Below is a set of records; print all of them exactly as written.

>> Begin

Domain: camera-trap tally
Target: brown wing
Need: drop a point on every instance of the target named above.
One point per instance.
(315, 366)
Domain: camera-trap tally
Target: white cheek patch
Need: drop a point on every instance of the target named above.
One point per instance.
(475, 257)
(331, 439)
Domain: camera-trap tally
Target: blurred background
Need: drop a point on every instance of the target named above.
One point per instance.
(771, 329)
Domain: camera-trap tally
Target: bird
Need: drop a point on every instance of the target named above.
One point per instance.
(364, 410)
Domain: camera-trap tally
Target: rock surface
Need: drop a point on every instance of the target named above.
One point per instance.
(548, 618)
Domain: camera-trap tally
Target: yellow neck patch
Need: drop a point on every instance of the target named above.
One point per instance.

>> End

- RESPONSE TO THE EXERCISE
Domain: camera-trap tally
Target: brown wing
Need: drop a point on every instance of the target named above.
One point per instance.
(315, 366)
Domain: camera-trap tally
Target: white cheek patch
Need: drop a point on every instance of the target named above.
One point per instance.
(475, 257)
(331, 439)
Domain: camera-trap tally
Target: blurred background
Need: drop a point on every instance of the target named above.
One point per instance.
(771, 329)
Domain: camera-trap tally
Target: bird
Need: drop a point on every instance of the target named above.
One point per instance.
(364, 410)
Domain: camera-trap tally
Target: rock surface
Need: drop a point on every instance of the target named above.
One point per instance.
(548, 618)
Domain: camera-trap tally
Target: yellow neck patch
Need: drop a point on every instance of the target named above.
One point per instance.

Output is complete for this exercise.